§ **ACTIONS TO TAKE**
a: Translate this sentence from the thread on logarithmic decay into Spanish: "It's a pretty resilient assay up until 6-12 months in the fridge."
b: Answer these questions from the thread on logarithmic decay.
(i) How many light units does the poster say they start with at week 0?
(ii) At what timepoint does the poster say they started?
(iii) What regression fit did the poster get for the power law fit?

§ **SELECTED TEXT**
This is *so* confusing. I have never seen this type of decay before. I don't know how to model it. For example, I know exponential decay comes from first-order kinetics, and can be modelled through a half-life. How can I model what's going on in logarithmic decay? What kind of kinetics is going on? Yanping Nora Soong (talk) —Preceding undated comment added 16:05, 11 March 2016 (UTC)[reply]

The equation you give implies that you started with an infinite amount of substance. I'm guessing that was not actually the case. --Amble (talk) 16:17, 11 March 2016 (UTC)[reply]

No, it assumes you start with some surplus (B) and that you decrease over time? (-A * ln(t)?) Yanping Nora Soong (talk) 16:40, 11 March 2016 (UTC)[reply]

If A,B>0 and t is time then at t=0 you get infinite goodies, and in some finite time (exp(B/A)) you get negative goodies. Here is plot from wolfram alpha of y=-2logx +3 [3]. Maybe you mean something else? If so please clarify what you mean. SemanticMantis (talk) 16:49, 11 March 2016 (UTC)[reply]

We don't start with an infinite amount of substance but we do start with a lot -- on the order of 4-5 million light units at week 0. (We're using a luminiscent anti-human reagent). We use calibration standards to correct for the estimated amount of detected protein as the reagent degrades. (i.e. it's a self-correcting assay). It's a pretty resilient assay up until 6-12 months in the fridge. We'd like to increase this shelf-life further though. Yanping Nora Soong (talk) 17:16, 11 March 2016 (UTC)[reply]

Your model predicts an infinite amount of substance at t=0, when in reality you have a finite amount. That makes it a terrible model for the data (including a point at t=0, R^2 = -∞!), so talking about the kinetics that could give rise to such a model is putting the cart before the horse. --Amble (talk) 17:57, 11 March 2016 (UTC)[reply]

I started at a timepoint of t=1. Yanping Nora Soong (talk) 18:18, 11 March 2016 (UTC)[reply]

I'm skeptical that it is actually logarithmic -- power law decay is much more commonly encountered. The typical cause of weird shelf-life distributions is inhomogeneous variance -- a situation where failure is caused by a number of different mechanisms that each has its own distinct time constant. You could get logarithmic decay if you had a situation where dy/dt ~ 1/y -- that is, the rate of change of a quantity is proportional to its reciprocal. I've never encountered anything like that, though.Looie496 (talk) 16:24, 11 March 2016 (UTC)[reply]

I did a power law fit first. The regression fit is 0.97, worse than the logarithmic fit. The shelf-life was modelled with data spanning 25C over 13 weeks. I'm going to look at the refrigeration data to see if the shape changes. Yanping Nora Soong (talk) 16:36, 11 March 2016 (UTC)[reply]

What are you talking about? I mean it really could matter whether these are puppies or cans of soup or something else entirely. Its not so strange that a log model might have a better best fit than exponential or other families of functions. You do have to understand the limits of your model though, and you have to acknowledge that the fit of the model by itself can't explain anything about underlying mechanisms. For example if we make the reasonable assumption that by shelf life you mean that time is the independent variable in your equation, then a log model means infinite product at time zero but also negative products after some finite time. The fact that these are both unreasonable doesn't have anything to do with the fact that a log model fits the data well. It does mean that while you may be free to interpolate, that any extrapolation based on this model is very dicey indeed, because extrapolation could predict infinite or negative goods.

§ **RECORDED DATA**
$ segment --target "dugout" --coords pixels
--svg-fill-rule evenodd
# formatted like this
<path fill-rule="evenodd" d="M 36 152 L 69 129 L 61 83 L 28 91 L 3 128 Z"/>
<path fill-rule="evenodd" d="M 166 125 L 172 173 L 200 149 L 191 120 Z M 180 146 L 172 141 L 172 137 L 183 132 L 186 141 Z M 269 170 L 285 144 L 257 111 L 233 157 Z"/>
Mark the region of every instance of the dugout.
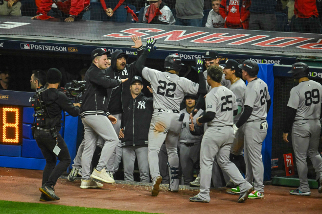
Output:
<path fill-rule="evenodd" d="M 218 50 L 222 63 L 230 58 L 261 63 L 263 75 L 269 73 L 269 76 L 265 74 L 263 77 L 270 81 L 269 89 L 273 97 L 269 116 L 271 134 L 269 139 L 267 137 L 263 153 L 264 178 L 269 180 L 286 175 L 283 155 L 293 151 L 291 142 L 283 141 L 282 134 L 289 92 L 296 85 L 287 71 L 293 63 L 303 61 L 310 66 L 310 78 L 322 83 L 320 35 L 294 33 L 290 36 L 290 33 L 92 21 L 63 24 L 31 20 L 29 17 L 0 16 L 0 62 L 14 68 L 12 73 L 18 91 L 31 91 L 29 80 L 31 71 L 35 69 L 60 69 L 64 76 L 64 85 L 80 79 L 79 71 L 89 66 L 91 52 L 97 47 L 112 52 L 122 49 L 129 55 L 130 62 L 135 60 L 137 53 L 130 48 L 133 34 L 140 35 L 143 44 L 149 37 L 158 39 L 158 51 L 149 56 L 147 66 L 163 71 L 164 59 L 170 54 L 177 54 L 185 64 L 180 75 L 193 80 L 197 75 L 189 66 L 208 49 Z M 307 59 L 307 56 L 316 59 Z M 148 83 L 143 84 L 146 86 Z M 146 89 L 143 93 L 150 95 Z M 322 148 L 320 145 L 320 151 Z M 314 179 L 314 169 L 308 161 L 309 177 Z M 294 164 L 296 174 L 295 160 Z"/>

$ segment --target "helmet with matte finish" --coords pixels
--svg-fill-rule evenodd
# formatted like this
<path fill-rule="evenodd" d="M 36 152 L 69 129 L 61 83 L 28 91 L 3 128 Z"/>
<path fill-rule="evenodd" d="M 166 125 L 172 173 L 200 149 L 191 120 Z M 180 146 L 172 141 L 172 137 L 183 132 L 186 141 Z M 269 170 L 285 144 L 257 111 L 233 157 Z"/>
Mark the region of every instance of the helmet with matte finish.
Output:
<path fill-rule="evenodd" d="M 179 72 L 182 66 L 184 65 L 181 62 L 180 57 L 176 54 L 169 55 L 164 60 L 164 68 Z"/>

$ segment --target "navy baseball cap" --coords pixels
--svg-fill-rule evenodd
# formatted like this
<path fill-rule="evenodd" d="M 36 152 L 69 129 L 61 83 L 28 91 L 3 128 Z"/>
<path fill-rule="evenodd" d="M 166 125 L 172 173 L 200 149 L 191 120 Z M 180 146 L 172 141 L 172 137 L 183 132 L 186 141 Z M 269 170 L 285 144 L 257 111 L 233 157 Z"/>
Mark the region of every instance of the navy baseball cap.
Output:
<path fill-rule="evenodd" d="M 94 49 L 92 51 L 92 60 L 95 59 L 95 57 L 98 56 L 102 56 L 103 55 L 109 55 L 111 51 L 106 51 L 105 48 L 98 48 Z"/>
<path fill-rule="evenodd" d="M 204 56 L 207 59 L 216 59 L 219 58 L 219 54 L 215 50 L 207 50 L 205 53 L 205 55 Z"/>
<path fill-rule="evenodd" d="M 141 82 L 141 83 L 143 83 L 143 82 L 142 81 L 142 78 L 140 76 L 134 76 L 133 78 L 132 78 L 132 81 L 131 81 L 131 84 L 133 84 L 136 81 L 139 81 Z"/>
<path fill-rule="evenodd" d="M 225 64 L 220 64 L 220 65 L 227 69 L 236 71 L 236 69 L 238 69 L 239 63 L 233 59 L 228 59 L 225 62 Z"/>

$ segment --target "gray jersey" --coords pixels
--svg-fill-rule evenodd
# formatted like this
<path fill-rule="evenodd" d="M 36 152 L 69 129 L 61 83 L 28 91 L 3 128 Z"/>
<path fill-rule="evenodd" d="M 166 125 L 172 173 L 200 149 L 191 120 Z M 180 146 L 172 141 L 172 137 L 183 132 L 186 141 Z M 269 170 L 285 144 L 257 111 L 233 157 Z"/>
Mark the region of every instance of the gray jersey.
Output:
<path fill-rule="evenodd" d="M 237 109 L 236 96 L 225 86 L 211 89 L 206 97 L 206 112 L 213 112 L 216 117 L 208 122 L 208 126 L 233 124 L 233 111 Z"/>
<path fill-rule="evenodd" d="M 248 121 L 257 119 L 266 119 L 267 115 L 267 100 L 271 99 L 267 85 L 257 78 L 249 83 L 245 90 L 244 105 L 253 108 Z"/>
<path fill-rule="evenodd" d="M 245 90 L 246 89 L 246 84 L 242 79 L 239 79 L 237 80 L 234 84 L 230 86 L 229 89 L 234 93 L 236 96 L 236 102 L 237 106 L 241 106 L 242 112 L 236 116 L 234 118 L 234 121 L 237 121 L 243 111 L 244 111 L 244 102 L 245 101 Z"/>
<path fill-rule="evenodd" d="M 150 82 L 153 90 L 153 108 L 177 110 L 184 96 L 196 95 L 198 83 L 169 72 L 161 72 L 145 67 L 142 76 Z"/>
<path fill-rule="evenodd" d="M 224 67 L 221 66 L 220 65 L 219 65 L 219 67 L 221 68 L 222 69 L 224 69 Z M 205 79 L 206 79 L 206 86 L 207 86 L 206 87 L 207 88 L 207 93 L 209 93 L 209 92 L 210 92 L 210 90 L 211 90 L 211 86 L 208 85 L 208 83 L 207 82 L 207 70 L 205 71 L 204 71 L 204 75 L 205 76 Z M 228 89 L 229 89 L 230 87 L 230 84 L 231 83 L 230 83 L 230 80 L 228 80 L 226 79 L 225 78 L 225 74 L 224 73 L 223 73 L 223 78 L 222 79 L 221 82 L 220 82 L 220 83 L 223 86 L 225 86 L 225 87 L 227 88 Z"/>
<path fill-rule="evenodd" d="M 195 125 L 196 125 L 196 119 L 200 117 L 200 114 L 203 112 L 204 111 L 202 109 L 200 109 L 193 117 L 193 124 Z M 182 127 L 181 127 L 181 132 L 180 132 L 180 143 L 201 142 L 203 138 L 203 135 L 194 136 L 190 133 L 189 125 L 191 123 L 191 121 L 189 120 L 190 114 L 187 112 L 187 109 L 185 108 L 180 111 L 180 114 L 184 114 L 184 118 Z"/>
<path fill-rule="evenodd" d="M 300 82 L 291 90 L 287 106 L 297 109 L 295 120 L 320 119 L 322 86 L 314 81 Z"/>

§ **SOLUTIONS IN ORDER**
a: Es un ensayo bastante robusto hasta los 6-12 meses en el refrigerador.

b:
(i) They start with about 4-5 million light units at week 0.
(ii) They started at a timepoint of t=1.
(iii) The power law fit had a regression fit of 0.97.